▸ SUPPLIED PASSAGE:
++++++++++++++++++++
Mongolia’s government said on Friday it had reached a preliminary agreement with French mining group Orano to develop a long-awaited $1.6 billion uranium mining project, Reuters reported.
The draft deal agreement has been submitted to the Mongolian parliament for preliminary discussion, the government said. The project, with an initial investment of $500 million and a total investment of $1.6 billion, will start its preparatory phase from 2024 to 2027, with first production expected in 2028. Peak production will reach 2.6 million metric tons in 2044.
“This agreement is an important step forward in boosting domestic investment and job opportunities for the Mongolian people,” Mongolian Prime Minister Oyun-Erdene Luvsannamsrai said in a statement.
The government had previously said it had reached a final agreement with Orano, but it later walked back the statement, saying it had reached a preliminary agreement.
Orano, a major uranium producer with mines in Canada, Kazakhstan and Niger, said on its website that it has been operating in Mongolia for more than 25 years in exploration activities.
According to a 2020 joint report by the OECD Nuclear Energy Agency and the International Atomic Energy Agency, Mongolia’s uranium reserves are estimated at around 60,500 tonnes of uranium.
A 2019 report by the Minister of Mining and Heavy Industry revealed that the mining industry accounts for 25% of Mongolia’s GDP and 90% of total exports, according to the World Nuclear Association, with the mining industry employing 3.6% of the country’s population. Currently, there is no active uranium mining in Mongolia.
Uranium was produced from the Dornod mine in Mongolia by Russia until 1995.
The company has been successful in its exploration activities, discovering and registering significant uranium resources, and its subsidiary Orano in Mongolia has obtained three mining licenses and successfully conducted two pilot tests.
Orano CEO Nicolas Maes said earlier this year that Western countries would need additional incentives and sanctions on Russia to reduce its dependence on Russian supplies of nuclear fuel.
He told the Financial Times in an interview in October 2024:
“In order to completely separate from Russia, we need new capacities, and industrial groups will only invest if they have long-term contracts.”
++++++++++++++++++++
▸ RECORD SET:
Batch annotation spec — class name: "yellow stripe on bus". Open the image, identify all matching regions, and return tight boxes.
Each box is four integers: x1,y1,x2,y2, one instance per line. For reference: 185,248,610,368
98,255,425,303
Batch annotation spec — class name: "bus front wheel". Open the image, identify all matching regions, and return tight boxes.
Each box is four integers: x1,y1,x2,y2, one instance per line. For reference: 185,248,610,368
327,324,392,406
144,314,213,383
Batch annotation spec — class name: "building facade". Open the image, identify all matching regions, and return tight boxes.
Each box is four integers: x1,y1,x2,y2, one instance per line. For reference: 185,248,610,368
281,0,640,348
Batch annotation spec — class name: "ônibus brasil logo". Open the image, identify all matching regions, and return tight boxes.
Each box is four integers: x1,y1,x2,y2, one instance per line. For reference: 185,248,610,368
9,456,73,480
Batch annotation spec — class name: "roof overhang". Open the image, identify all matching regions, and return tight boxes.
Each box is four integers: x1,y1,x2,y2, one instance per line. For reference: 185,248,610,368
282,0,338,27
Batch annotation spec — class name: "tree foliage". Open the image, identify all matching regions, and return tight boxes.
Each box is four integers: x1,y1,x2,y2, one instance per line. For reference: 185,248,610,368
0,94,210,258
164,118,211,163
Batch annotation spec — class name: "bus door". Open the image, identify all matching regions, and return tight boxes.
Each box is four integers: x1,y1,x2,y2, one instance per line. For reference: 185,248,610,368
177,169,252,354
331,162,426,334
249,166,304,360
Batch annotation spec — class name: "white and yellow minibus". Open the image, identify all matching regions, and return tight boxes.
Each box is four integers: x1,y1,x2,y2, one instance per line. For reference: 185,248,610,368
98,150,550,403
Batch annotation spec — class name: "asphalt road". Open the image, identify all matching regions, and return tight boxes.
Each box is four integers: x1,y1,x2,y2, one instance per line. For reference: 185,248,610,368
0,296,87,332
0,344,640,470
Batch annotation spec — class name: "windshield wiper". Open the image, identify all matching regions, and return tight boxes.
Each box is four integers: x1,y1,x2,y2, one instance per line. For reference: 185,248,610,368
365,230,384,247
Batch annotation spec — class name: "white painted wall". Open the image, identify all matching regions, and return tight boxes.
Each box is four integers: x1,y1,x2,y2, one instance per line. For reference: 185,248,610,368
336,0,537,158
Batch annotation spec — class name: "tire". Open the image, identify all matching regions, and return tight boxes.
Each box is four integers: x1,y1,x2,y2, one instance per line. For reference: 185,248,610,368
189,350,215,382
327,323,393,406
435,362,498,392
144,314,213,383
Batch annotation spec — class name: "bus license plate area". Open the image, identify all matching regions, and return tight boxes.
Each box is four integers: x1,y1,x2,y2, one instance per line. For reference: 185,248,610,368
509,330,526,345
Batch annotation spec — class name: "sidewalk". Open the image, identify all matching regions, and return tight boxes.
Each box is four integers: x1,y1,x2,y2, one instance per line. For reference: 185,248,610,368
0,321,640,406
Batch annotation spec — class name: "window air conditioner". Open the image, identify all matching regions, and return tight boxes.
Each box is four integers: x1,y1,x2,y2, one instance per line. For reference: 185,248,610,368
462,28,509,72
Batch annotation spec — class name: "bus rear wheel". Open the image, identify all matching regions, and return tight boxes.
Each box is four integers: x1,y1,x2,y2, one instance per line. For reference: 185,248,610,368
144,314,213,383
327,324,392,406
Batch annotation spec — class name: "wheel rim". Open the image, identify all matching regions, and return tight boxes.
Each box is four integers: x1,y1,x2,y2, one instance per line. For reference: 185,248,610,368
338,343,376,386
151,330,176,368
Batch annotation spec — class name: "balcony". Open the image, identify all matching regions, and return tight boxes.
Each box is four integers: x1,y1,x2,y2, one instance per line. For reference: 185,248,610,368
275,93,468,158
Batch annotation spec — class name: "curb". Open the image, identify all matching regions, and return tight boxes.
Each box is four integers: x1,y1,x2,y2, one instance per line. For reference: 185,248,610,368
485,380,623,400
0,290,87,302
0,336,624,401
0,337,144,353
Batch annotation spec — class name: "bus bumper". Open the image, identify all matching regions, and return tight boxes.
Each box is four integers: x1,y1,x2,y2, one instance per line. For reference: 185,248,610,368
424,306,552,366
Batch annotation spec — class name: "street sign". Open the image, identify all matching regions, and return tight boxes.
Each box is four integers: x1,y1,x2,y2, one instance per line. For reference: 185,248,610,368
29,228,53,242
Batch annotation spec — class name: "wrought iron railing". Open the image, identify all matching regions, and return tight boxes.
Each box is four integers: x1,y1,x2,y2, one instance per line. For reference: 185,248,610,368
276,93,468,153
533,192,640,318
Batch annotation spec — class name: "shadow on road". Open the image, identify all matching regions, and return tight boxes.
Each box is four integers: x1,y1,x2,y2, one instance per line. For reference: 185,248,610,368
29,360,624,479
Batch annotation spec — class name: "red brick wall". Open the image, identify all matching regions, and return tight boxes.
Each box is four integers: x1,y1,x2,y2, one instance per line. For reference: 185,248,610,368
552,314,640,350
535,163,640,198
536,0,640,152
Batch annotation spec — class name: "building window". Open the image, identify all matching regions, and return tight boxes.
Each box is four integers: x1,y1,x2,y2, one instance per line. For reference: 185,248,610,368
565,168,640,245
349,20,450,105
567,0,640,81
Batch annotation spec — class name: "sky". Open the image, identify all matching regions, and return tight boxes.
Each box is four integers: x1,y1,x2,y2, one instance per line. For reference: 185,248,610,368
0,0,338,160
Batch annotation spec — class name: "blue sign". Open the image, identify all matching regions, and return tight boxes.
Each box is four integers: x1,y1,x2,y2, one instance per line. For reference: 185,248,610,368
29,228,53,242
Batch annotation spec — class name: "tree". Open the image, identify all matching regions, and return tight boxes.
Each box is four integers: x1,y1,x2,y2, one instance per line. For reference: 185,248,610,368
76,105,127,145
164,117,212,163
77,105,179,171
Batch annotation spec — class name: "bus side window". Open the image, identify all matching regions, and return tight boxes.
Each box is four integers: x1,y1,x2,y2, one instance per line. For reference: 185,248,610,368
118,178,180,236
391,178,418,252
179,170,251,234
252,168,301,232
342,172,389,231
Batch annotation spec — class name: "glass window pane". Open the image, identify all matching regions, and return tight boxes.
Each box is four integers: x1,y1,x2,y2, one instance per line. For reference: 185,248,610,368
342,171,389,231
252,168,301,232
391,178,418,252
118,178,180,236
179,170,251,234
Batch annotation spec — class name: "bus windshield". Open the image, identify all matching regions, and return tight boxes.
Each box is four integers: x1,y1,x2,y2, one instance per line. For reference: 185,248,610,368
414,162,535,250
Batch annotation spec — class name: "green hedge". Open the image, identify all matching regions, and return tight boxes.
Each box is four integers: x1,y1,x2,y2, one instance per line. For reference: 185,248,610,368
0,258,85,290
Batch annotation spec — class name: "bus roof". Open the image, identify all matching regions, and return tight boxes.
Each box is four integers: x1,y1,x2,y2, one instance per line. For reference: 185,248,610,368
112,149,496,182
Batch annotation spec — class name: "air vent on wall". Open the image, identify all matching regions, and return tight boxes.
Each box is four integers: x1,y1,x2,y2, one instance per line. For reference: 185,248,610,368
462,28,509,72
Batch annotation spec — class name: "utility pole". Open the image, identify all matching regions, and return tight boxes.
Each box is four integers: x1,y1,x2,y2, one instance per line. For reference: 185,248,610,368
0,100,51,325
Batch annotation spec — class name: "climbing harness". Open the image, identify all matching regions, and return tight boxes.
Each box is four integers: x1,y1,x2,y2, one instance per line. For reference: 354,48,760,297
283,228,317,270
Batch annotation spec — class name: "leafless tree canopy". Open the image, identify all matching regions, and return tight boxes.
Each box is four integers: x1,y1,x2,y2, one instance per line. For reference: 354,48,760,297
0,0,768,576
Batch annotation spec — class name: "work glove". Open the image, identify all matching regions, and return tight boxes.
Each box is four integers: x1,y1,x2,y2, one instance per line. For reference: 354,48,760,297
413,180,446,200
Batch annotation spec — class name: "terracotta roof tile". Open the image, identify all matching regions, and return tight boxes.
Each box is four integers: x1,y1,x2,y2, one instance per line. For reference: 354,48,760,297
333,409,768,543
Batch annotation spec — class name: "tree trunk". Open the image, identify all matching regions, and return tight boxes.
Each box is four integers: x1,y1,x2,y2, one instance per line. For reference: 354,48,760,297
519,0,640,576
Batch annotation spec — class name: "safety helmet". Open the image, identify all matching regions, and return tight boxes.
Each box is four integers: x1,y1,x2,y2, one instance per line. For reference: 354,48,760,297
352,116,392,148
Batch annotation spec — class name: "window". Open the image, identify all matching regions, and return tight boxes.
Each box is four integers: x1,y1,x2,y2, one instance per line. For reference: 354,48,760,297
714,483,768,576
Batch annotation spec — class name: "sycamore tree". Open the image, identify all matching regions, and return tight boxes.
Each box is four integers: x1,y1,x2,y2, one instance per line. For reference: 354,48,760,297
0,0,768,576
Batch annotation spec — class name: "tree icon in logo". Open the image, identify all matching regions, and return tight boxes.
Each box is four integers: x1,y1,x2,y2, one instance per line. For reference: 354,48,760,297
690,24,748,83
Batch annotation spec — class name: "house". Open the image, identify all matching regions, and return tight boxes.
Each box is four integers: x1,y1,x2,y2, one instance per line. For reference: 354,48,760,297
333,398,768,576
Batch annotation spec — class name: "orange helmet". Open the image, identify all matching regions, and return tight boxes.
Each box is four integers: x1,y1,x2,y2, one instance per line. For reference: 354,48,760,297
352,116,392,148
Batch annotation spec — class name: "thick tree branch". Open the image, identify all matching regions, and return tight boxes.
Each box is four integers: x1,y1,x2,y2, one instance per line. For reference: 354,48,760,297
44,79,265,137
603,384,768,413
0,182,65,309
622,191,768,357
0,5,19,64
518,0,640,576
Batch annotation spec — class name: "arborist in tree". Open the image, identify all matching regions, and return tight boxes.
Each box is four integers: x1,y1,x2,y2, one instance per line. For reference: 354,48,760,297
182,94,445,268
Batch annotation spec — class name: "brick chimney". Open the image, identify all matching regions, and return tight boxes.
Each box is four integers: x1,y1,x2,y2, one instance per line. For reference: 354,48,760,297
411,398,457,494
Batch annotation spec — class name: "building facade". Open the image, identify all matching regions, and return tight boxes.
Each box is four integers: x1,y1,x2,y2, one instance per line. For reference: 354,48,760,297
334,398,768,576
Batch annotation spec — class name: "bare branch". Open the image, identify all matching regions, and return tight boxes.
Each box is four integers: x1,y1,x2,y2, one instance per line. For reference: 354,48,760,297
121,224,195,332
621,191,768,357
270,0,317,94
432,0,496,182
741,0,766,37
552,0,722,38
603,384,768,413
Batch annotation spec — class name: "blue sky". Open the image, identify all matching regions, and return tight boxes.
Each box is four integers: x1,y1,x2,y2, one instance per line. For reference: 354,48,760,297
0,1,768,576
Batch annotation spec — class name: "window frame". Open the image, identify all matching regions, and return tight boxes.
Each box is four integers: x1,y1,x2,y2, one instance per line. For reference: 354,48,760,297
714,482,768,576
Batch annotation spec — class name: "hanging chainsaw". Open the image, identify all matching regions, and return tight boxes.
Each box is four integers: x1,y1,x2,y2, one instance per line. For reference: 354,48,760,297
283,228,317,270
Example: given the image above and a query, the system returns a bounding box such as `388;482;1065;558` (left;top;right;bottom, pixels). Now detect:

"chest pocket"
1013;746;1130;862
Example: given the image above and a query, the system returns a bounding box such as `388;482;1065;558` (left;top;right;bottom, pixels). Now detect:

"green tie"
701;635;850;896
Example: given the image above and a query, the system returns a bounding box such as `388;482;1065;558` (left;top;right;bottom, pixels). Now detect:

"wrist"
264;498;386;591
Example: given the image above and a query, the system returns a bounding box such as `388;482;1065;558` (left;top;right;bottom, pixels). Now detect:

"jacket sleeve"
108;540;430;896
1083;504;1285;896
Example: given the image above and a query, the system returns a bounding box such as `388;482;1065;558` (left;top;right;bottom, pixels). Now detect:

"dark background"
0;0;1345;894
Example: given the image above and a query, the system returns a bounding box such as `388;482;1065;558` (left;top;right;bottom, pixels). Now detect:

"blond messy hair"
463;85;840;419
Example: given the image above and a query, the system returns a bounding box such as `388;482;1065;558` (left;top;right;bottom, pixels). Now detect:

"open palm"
++++++++++++++++++++
▸ WHAT TO PRODUCE: Copy out the entire text about the Mongolia–Orano uranium deal word for word. The records are a separate set of material and have no connection to the text.

▸ OUTPUT OF THE EXERCISE:
Mongolia’s government said on Friday it had reached a preliminary agreement with French mining group Orano to develop a long-awaited $1.6 billion uranium mining project, Reuters reported.
The draft deal agreement has been submitted to the Mongolian parliament for preliminary discussion, the government said. The project, with an initial investment of $500 million and a total investment of $1.6 billion, will start its preparatory phase from 2024 to 2027, with first production expected in 2028. Peak production will reach 2.6 million metric tons in 2044.
“This agreement is an important step forward in boosting domestic investment and job opportunities for the Mongolian people,” Mongolian Prime Minister Oyun-Erdene Luvsannamsrai said in a statement.
The government had previously said it had reached a final agreement with Orano, but it later walked back the statement, saying it had reached a preliminary agreement.
Orano, a major uranium producer with mines in Canada, Kazakhstan and Niger, said on its website that it has been operating in Mongolia for more than 25 years in exploration activities.
According to a 2020 joint report by the OECD Nuclear Energy Agency and the International Atomic Energy Agency, Mongolia’s uranium reserves are estimated at around 60,500 tonnes of uranium.
A 2019 report by the Minister of Mining and Heavy Industry revealed that the mining industry accounts for 25% of Mongolia’s GDP and 90% of total exports, according to the World Nuclear Association, with the mining industry employing 3.6% of the country’s population. Currently, there is no active uranium mining in Mongolia.
Uranium was produced from the Dornod mine in Mongolia by Russia until 1995.
The company has been successful in its exploration activities, discovering and registering significant uranium resources, and its subsidiary Orano in Mongolia has obtained three mining licenses and successfully conducted two pilot tests.
Orano CEO Nicolas Maes said earlier this year that Western countries would need additional incentives and sanctions on Russia to reduce its dependence on Russian supplies of nuclear fuel.
He told the Financial Times in an interview in October 2024:
“In order to completely separate from Russia, we need new capacities, and industrial groups will only invest if they have long-term contracts.”